◆ **Task to complete**
Please return each line of the listing below that contains the word "Practice", copied in full.

--- start Available records ---

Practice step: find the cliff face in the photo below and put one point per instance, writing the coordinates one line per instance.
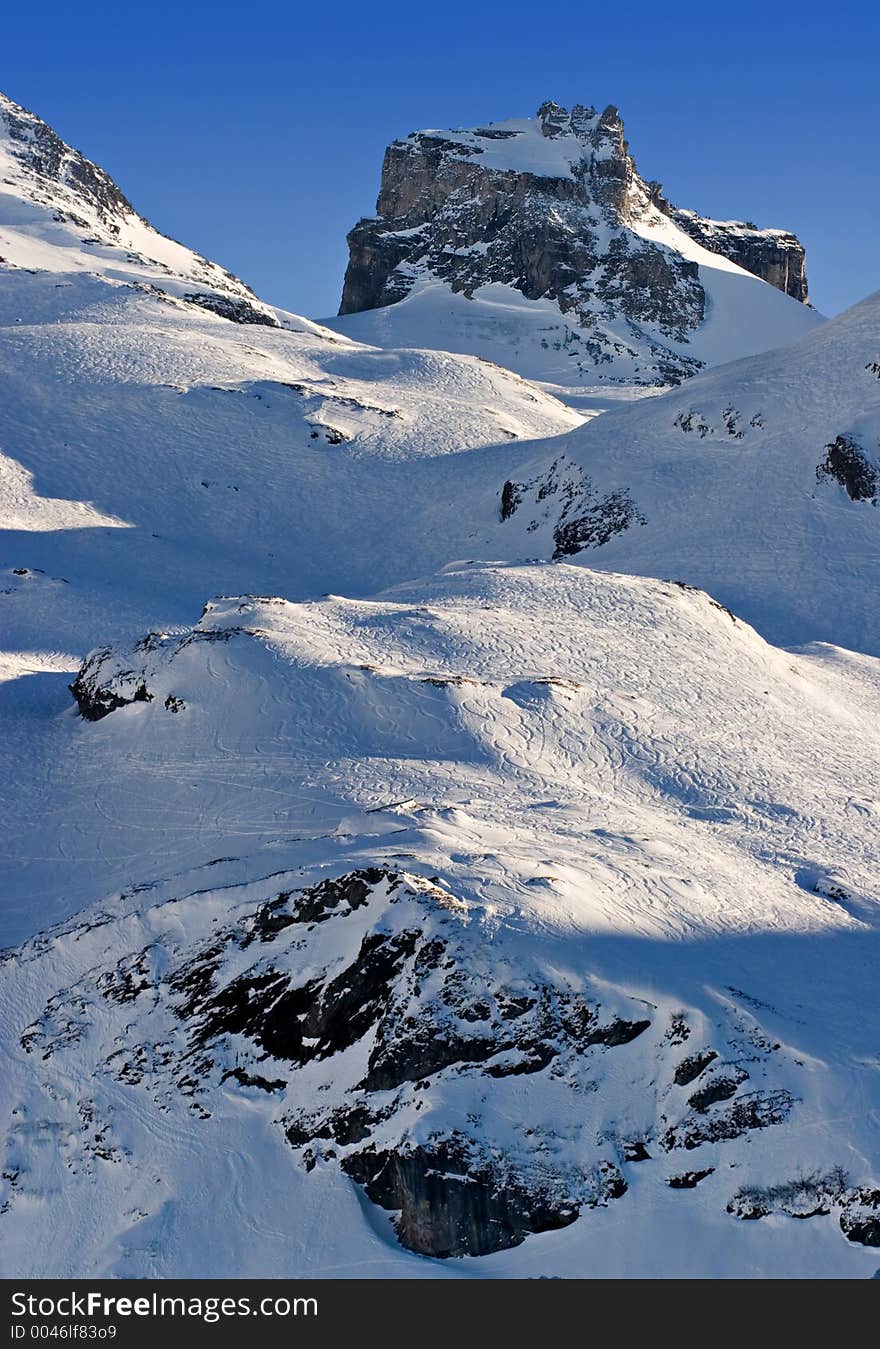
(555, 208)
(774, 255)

--- end Available records ---
--- start Available records ---

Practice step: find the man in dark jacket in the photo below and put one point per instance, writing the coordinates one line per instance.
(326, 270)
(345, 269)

--- end Available records ---

◆ **Answer to the problem**
Practice step: find the cliff face in the photo below and put one point per instance, writing the coordinates one line per instance.
Practice step: find the man in dark jacket in the photo below and put one point per instance, writing the coordinates one line per instance.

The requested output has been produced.